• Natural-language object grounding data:
:::
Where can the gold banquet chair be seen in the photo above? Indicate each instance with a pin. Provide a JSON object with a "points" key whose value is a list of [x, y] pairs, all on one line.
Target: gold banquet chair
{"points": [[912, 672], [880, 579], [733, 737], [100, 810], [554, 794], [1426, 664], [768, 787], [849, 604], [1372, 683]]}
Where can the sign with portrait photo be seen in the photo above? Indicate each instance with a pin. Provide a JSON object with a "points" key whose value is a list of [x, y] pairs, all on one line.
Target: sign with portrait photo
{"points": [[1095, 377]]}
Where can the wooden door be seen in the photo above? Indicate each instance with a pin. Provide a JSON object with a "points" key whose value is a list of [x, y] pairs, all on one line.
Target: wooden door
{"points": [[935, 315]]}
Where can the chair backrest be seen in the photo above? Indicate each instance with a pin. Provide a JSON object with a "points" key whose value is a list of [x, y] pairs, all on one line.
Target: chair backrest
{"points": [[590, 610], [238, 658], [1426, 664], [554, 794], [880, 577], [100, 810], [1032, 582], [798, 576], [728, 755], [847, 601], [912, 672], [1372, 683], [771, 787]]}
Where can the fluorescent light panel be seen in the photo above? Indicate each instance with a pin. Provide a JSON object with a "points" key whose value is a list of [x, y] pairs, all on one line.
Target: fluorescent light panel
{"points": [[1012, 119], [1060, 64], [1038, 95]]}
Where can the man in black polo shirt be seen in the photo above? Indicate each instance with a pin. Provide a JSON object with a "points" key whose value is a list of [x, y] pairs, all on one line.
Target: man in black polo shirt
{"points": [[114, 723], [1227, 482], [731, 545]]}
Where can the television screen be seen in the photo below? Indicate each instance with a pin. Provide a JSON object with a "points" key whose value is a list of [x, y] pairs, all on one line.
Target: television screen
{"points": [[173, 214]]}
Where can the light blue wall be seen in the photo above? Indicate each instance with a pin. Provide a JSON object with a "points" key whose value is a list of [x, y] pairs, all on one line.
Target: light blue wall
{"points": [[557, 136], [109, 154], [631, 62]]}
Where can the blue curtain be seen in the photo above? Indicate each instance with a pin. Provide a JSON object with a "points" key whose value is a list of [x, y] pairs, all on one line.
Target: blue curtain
:::
• Exercise aim: Output all the lines above. Keep each one exact.

• Response to this task:
Where can the gold banquet chair be seen in the photo above? Indicate each instance with a pin. Provide a JSON object with a "points" key whose value is a list of [x, y] pairs, all on one line.
Target: gold banquet chair
{"points": [[912, 672], [880, 579], [733, 737], [100, 810], [554, 794], [1426, 664], [768, 787], [849, 604], [1372, 683]]}
Where can the sign with portrait photo be seen in the photo above? Indicate each instance with a pin. Provide a JSON object with a "points" key whose value is a list of [x, y] pairs, all on one line.
Target: sign with portrait photo
{"points": [[1095, 377]]}
Where can the wooden door be seen in the photo above? Indicate each instance with a pin. Provide a JSON object with a "points" key whose value is a list of [x, y] pairs, all on one line.
Target: wooden door
{"points": [[935, 315]]}
Where can the chair backrest be seen in the photo above? Indicate each instance with a pin. Provide a JSON object with a "points" key whose value is a list of [x, y] pairs, all on one line.
Target: chair backrest
{"points": [[590, 610], [238, 658], [1426, 664], [554, 794], [880, 577], [100, 810], [1032, 582], [798, 576], [728, 755], [847, 601], [912, 672], [1372, 683], [771, 787]]}
Where can the fluorescent light panel be seen in the photo above? Indicate each instance with a pin. Provide a JSON object with a "points" key whose value is a list of [x, y] pairs, all on one line.
Target: fluorescent light panel
{"points": [[1012, 119], [1060, 64], [1038, 95]]}
Where can the man in black polo shirt be seen in the photo above? Indicate each instance with a pin. Provide a JSON object with a "points" key whose value is a list of [x, y] pairs, all on one line.
Target: man in black polo shirt
{"points": [[114, 723], [1227, 482], [731, 545]]}
Where can the television screen be seen in the photo below? Indicate each instance with a pin. Provide a JSON object with a "points" key whose value is a list of [x, y] pairs, all on one line.
Target: television screen
{"points": [[173, 214]]}
Where can the light blue wall be seen in the photo above? Indicate each instance with a pin. Provide a JSON object with a "points" key whose value is a list of [x, y] pairs, all on one line.
Target: light blue wall
{"points": [[557, 136], [109, 154], [631, 62]]}
Where can the blue curtain be seen in the photo above? Indicate each instance with a pin. Provide a JSON object with a "points" key whose value is a list of [x, y] pairs, all on one line.
Target: blue curtain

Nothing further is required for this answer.